- [RECORDS FOR THIS TASK]:
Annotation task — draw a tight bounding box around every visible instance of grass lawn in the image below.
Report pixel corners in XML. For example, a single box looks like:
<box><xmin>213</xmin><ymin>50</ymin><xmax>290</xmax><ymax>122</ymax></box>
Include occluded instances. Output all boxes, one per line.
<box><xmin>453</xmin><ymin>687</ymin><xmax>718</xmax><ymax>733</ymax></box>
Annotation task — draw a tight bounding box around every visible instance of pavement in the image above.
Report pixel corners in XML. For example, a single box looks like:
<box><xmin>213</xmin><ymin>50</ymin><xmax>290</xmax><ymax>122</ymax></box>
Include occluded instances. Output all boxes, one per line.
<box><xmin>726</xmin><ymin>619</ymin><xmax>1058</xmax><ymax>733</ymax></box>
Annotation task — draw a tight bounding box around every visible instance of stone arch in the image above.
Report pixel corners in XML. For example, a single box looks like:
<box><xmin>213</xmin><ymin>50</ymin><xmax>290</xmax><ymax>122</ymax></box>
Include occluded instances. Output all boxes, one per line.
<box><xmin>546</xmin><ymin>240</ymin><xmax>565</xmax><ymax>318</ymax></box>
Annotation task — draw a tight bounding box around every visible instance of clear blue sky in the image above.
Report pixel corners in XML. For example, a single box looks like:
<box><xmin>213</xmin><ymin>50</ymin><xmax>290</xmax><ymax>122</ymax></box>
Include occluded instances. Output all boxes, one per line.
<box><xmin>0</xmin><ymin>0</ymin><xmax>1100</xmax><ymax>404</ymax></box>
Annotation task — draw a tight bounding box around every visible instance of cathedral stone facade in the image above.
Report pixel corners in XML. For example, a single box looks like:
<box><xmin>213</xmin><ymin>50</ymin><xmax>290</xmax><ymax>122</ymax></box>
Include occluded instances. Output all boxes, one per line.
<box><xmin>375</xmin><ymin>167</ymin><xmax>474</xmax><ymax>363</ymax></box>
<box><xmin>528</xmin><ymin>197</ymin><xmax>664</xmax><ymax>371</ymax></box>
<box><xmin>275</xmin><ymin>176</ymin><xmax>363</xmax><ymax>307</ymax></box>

- [TASK OBJECTIVE]: Add 94 to every pixel coordinate in the answers of the entries from the line containing "facade in the image above." through the end of the entries. Write out all of those lines, with the request text and its sample left unchanged.

- [FINISHED ANSWER]:
Annotation task — draw a tight bounding box around every visible instance of cathedral stone facade in the image above.
Report pixel corners in XML. For example, a single box looks like:
<box><xmin>213</xmin><ymin>50</ymin><xmax>290</xmax><ymax>122</ymax></box>
Include occluded instances. Output all boxes, one per line.
<box><xmin>469</xmin><ymin>261</ymin><xmax>568</xmax><ymax>457</ymax></box>
<box><xmin>622</xmin><ymin>291</ymin><xmax>758</xmax><ymax>465</ymax></box>
<box><xmin>369</xmin><ymin>270</ymin><xmax>457</xmax><ymax>401</ymax></box>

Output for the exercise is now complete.